You generally get what you pay for, and an extra tight-grained French oak barrel made by a reputable maker costs a lot. We are now in the age of the ‘celebrity cooper’!
From berry to bottle
After the decision to harvest has been made, the grapes are usually hand-picked into plastic buckets then tipped into half-ton plastic or wooden bins and transported to the winery on a trailer or the back of a ute. In the case of mechanically harvested fruit, the harvester pours the grapes into the bins, travelling along beside it on a truck or trailer.
Usually, the grapes are lifted up with the forklift in half-ton boxes onto the bin tipper 2.3 metres above the ground. They are then tipped and raked out onto the stainless-steel slide and so down into the crusher/destemmer below.
We have had several crusher/destemmers over the years, of increasing sophistication. For instance, our current one can be adjusted to crush and destem in various ways. For basic winemaking it can be set so that the grape berries are fully crushed and the stalks are flung out the end by a series of paddles, like an Archimedean screw with arms. But its internal workings can be altered so that the grapes can be only partially crushed, or not crushed at all if whole-berry ferment is required. If whole-bunch fermentation is required—that is, the bunch goes into the ferment fruit, stalks and all—then we usually put the buckets onto the trailer instead of tipping them into the half-ton bins, and at the winery pour them direct from the buckets into the press hatch. This is a time- and energy-consuming business, but necessary if we want delicate treatment of the whites; so we usually do this with chardonnay.
For whole-bunch fermentation of pinot, we tip the grapes from the picking buckets directly into an open fermenter, say, Beryl or Dionne, and possibly leave them there for a couple of days under a plastic sheet lid and a protective C02 cover, for what is called a cold soak. They are usually given a dose of sulphur to eliminate any potential nasty bugs, then fermentation occurs naturally with wild or indigenous yeast or with the addition of one of the commercially available cultured yeasts.
As fermentation begins, the grapes—either whole-bunch or destemmed, depending on the winemaker’s preference—are normally foot-stomped once or twice a day by people with very clean legs and feet. At Kingower the ‘All-girl Foot-stomping Team’ would get off the school bus, wash their feet and legs, then stomp away to the music on the ghettoblaster delivered by the bands or singers of their choice—as years went by, it was the Seekers’ ‘Georgie Girl’ then, eventually, Aqua’s ‘I’m a Barbie Girl’. Foot-stomping is a traditional and gentle way of crushing the grapes, and still perhaps the best, especially for pinot noir. Large wineries with an eye to ultimate quality have alternative mechanical devices that replicate the work of the stompers.

= = = = = = =

TASK TO CARRY OUT: Return the part of the winemaking passage starting with "As fermentation begins, the" and going on through "of the stompers.", copied word for word. The records that come after the winemaking passage were taken from a separate source.

Excerpts from a pointing dataset
= = = = = = =

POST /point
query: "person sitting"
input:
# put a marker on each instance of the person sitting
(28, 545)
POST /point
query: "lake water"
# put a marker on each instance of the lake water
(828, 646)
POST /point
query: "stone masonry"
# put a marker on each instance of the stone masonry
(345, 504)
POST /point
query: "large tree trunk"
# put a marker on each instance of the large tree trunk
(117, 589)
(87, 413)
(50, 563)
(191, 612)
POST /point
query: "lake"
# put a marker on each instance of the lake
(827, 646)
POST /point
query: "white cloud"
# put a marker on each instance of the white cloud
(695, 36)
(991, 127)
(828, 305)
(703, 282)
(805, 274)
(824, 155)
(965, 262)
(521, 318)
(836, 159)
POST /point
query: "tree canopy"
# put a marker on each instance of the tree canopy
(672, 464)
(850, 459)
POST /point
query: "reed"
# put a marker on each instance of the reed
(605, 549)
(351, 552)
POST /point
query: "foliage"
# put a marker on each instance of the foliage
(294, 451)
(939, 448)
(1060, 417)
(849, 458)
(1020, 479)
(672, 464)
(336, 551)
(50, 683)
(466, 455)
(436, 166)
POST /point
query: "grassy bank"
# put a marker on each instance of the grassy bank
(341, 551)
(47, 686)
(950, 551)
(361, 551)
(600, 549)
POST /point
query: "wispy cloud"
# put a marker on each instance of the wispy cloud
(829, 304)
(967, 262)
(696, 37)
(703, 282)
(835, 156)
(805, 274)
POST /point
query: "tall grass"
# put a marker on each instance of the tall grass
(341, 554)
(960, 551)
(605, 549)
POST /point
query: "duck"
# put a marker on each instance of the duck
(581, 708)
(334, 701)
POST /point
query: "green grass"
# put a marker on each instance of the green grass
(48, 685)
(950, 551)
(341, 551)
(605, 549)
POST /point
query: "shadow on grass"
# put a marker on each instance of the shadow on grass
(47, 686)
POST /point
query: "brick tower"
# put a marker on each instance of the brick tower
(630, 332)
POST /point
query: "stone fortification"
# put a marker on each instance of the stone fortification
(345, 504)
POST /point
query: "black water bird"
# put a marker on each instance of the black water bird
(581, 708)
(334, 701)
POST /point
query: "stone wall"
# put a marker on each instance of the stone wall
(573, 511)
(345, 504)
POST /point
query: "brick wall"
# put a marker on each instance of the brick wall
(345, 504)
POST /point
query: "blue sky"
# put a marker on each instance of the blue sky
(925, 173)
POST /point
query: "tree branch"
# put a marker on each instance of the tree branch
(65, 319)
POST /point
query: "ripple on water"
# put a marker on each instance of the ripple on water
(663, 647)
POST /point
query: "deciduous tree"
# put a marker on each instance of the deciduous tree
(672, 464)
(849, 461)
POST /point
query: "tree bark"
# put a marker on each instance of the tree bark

= = = = = = =

WRITTEN SOLUTION:
As fermentation begins, the grapes—either whole-bunch or destemmed, depending on the winemaker’s preference—are normally foot-stomped once or twice a day by people with very clean legs and feet. At Kingower the ‘All-girl Foot-stomping Team’ would get off the school bus, wash their feet and legs, then stomp away to the music on the ghettoblaster delivered by the bands or singers of their choice—as years went by, it was the Seekers’ ‘Georgie Girl’ then, eventually, Aqua’s ‘I’m a Barbie Girl’. Foot-stomping is a traditional and gentle way of crushing the grapes, and still perhaps the best, especially for pinot noir. Large wineries with an eye to ultimate quality have alternative mechanical devices that replicate the work of the stompers.